### WORK REQUIRED
Only the lines that hold "grey" should be in the answer, each copied from the data below.

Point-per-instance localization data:
========
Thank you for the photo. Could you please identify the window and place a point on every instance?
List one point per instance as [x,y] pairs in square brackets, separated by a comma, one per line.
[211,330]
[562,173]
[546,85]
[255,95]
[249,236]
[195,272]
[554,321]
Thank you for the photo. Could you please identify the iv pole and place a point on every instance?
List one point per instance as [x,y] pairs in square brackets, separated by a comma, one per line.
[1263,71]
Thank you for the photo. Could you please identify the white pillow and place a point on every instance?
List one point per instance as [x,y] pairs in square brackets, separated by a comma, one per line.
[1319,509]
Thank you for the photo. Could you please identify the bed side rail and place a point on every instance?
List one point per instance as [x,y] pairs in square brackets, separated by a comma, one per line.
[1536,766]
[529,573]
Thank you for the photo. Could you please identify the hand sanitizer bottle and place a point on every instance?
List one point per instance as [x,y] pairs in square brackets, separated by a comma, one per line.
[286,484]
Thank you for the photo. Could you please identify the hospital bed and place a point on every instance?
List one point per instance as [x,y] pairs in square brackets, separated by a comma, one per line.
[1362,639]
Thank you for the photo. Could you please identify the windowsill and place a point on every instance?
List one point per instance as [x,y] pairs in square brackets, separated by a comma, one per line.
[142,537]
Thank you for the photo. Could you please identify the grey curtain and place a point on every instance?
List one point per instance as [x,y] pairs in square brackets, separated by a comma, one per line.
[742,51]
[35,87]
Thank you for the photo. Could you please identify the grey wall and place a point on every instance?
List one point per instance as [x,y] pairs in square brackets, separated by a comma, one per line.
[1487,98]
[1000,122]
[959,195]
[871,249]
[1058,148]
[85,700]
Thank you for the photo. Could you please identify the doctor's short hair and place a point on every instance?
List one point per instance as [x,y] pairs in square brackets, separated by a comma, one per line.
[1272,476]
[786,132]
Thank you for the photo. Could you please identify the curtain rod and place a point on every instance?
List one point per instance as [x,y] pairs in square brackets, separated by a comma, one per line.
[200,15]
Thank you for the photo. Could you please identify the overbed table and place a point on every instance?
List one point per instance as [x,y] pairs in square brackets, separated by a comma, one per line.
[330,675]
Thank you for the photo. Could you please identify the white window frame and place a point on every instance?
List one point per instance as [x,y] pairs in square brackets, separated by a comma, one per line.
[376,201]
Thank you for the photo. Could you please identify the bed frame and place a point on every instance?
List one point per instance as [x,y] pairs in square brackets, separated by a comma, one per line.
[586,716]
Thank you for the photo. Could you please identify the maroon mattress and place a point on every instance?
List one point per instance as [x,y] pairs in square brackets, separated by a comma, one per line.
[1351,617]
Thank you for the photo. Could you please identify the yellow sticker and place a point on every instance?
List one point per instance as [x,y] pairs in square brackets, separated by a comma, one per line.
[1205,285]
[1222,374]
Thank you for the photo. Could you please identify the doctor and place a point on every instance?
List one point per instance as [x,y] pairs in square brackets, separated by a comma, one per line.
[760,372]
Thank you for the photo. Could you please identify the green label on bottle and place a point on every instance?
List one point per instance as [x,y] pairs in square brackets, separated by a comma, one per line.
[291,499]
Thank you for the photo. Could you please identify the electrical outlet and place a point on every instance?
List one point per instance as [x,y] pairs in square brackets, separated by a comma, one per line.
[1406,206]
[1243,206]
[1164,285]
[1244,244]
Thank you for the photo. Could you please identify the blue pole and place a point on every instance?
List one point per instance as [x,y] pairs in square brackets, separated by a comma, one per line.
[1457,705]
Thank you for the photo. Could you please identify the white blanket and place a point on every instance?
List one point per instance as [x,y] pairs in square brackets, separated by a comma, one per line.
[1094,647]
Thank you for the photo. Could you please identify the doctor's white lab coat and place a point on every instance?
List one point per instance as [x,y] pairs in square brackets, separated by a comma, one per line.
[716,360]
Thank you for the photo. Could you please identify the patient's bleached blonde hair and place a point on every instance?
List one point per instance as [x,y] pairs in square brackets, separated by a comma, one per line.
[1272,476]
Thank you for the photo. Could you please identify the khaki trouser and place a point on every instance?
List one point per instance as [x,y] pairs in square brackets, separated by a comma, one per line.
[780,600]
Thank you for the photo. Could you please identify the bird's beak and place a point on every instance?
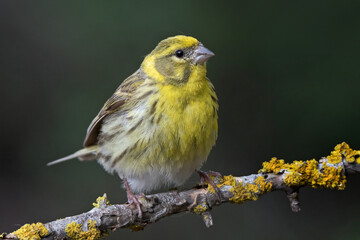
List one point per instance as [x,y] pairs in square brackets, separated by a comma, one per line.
[201,54]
========
### THE COMPLETED TASK
Thank you for the photo. Could you please identify the grey curtain and place a point on every instance?
Thank you for the photo. Could you please identify the grey wall and place a point on every instance?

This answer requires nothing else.